WHAT THE TASK REQUIRES: Can you write out again every line from the one containing "request | drop a dot on each instance of the gray" through the end of the entries, requests included, rescaling each coordinate in the answers by multiplying it by 0.45 and rounding to a whole number, with halves rounded up?

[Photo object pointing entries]
start

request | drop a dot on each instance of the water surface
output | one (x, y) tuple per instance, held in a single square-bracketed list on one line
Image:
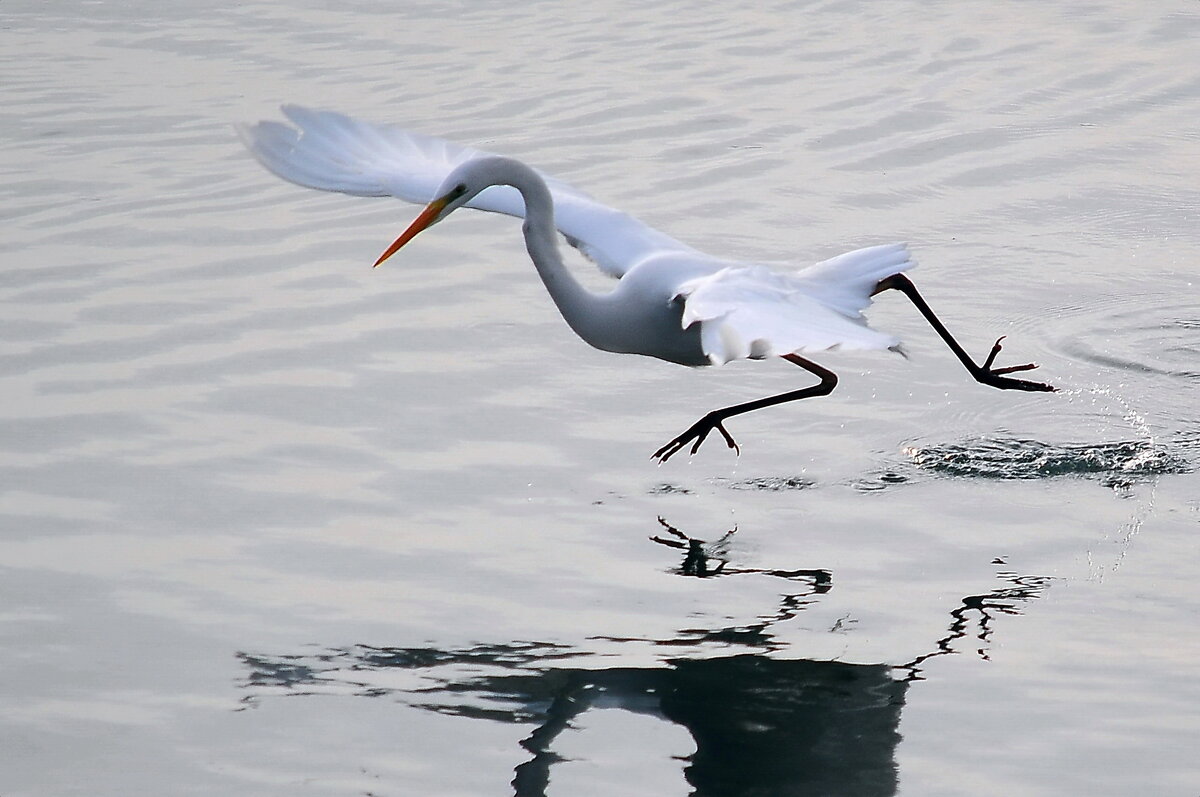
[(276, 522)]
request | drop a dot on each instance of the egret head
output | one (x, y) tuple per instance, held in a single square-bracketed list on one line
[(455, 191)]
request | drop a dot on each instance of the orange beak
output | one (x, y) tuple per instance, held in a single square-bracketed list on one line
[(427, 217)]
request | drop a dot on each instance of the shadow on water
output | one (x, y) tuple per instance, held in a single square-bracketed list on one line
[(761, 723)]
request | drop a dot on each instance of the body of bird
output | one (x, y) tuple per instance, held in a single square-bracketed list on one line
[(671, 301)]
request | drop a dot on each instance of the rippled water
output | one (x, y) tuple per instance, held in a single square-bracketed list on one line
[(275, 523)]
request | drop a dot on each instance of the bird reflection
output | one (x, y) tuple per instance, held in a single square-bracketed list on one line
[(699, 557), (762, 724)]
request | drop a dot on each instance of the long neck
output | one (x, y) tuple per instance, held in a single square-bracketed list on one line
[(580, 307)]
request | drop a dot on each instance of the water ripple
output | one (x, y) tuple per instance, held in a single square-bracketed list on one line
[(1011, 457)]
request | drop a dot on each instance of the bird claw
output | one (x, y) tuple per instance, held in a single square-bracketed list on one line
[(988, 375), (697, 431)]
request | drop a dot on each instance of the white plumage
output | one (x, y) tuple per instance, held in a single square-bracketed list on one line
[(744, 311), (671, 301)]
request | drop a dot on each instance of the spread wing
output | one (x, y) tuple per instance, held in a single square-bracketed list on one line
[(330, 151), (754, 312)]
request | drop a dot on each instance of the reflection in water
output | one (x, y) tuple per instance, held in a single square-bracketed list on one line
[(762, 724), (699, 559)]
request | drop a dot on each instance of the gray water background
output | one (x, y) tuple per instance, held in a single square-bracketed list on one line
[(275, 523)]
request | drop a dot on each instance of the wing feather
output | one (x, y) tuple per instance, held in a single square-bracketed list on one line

end

ANSWER TO THIS PROBLEM:
request | drop a dot on each instance of the gray water background
output | one (x, y) tuple per instance, held in a single square-bracketed list on one line
[(124, 235)]
request | drop a dot on each instance of the wing feather
output | one (x, y) tuple per instance, held in a single square-bracketed list on one line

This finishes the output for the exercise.